--- Source data Enclosed Below ---

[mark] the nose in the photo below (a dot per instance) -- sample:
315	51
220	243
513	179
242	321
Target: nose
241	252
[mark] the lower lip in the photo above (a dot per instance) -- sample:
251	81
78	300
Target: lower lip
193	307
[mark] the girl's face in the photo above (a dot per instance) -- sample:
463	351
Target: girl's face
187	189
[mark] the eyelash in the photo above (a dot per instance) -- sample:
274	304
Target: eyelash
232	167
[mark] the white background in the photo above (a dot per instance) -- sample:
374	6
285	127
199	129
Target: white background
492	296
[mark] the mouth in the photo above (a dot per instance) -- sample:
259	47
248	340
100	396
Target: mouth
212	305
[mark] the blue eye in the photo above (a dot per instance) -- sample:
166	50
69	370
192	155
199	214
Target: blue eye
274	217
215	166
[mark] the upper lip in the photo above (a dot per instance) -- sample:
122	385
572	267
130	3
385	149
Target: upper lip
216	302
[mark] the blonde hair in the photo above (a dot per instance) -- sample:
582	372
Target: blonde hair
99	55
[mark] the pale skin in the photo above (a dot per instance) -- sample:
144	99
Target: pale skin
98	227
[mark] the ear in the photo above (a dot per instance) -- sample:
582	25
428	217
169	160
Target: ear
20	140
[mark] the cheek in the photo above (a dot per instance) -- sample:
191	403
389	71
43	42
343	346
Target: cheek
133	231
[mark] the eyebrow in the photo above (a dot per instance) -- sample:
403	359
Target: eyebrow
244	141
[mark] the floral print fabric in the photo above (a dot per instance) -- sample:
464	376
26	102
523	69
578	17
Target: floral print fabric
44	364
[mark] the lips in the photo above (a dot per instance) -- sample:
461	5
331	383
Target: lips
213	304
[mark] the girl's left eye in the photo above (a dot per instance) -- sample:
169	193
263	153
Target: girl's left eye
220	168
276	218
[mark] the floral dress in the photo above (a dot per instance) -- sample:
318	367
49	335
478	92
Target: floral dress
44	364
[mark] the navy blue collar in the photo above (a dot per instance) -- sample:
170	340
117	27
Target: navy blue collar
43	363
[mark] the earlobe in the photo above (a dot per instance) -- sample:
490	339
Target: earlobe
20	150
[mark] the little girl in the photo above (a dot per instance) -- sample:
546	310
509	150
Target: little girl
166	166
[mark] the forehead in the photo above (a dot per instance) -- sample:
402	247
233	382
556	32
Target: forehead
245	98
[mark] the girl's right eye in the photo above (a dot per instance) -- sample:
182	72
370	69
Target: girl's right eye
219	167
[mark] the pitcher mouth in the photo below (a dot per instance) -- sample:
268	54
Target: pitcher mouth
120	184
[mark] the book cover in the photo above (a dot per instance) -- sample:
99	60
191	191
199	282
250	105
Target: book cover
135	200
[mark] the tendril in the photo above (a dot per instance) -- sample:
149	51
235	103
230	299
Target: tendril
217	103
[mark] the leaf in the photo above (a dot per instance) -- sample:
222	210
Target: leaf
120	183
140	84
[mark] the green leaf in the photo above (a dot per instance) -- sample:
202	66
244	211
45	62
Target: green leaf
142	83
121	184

--- End of Enclosed Source data ---

_Required action_
The records above should be repeated in full, exactly as given.

_Response for this exercise_
[mark] the nose in the photo below (a dot per instance) -- sample:
315	51
220	243
513	179
242	321
Target: nose
241	252
[mark] the lower lip in the photo above (a dot per instance) -- sample:
251	81
78	300
Target: lower lip
193	307
[mark] the girl's face in the photo above (a dot per instance) -- sample:
463	351
Target: girl's face
187	189
[mark] the eyelash in the photo above (a dot per instance) -- sample:
274	304
Target: eyelash
232	167
[mark] the white background in the photo above (a dot per instance) -- sample:
374	6
285	127
199	129
Target: white background
492	296
[mark] the mouth in the photo above (a dot per instance) -- sample:
259	47
248	340
100	396
Target: mouth
212	305
[mark] the blue eye in the photo above (a dot per instance) -- sample:
166	50
69	370
192	155
199	214
Target: blue eye
274	217
215	166
[mark] the upper lip in the photo above (a dot per instance) -- sample:
122	385
572	267
130	3
385	149
Target: upper lip
216	302
[mark] the blonde hair in the photo above (a dot per instance) -- sample:
582	372
Target: blonde hair
99	55
[mark] the pale skin in the photo above (a dot per instance) -- sample:
144	99
Target: pale skin
98	227
[mark] the ear in the photo above (a dot per instance) -- sample:
582	25
428	217
169	160
Target: ear
20	140
[mark] the cheek in the photo above (a dot per instance) -- sample:
191	403
389	71
43	42
343	346
Target: cheek
133	231
[mark] the eyebrow in the photo above (a dot per instance) -- sample:
403	359
Target: eyebrow
244	141
[mark] the floral print fabric in the photo above (a dot per instance) -- sample:
464	376
26	102
523	69
578	17
Target: floral print fabric
44	364
[mark] the lips in the photo above (a dot per instance) -- sample:
461	5
331	383
Target: lips
213	304
[mark] the girl's left eye in the photo above (a dot per instance) -- sample:
169	193
263	153
Target: girl's left eye
220	168
276	218
[mark] the floral dress in the photo above (a dot per instance) -- sample:
318	367
49	335
478	92
Target: floral dress
44	364
[mark] the navy blue collar in the photo above (a dot per instance) -- sample:
170	340
117	27
Target: navy blue collar
43	363
[mark] the earlobe in the photo above (a dot per instance) -- sample:
490	339
Target: earlobe
20	150
[mark] the little girl in the photo above (a dot per instance) -- sample:
546	310
509	150
Target: little girl
166	166
[mark] the forehead in the photo above (a dot per instance) -- sample:
402	247
233	382
556	32
Target: forehead
245	98
[mark] the girl's right eye in the photo above (a dot per instance) -- sample:
182	72
370	69
Target: girl's right eye
219	167
[mark] the pitcher mouth in the photo below (a dot per instance) -- sample:
268	54
Target: pitcher mouth
120	184
[mark] the book cover in the photo above (a dot per instance) -- sample:
99	60
191	191
199	282
250	105
Target: book cover
135	200
[mark] the tendril in the photo above (a dot per instance) -- sample:
149	51
235	103
230	299
Target: tendril
217	103
[mark] the leaf in the photo above (a dot per instance) -- sample:
222	210
Target: leaf
120	183
140	84
[mark] the green leaf in the photo above (a dot per instance) -- sample:
202	66
244	211
45	62
Target: green leaf
142	83
121	184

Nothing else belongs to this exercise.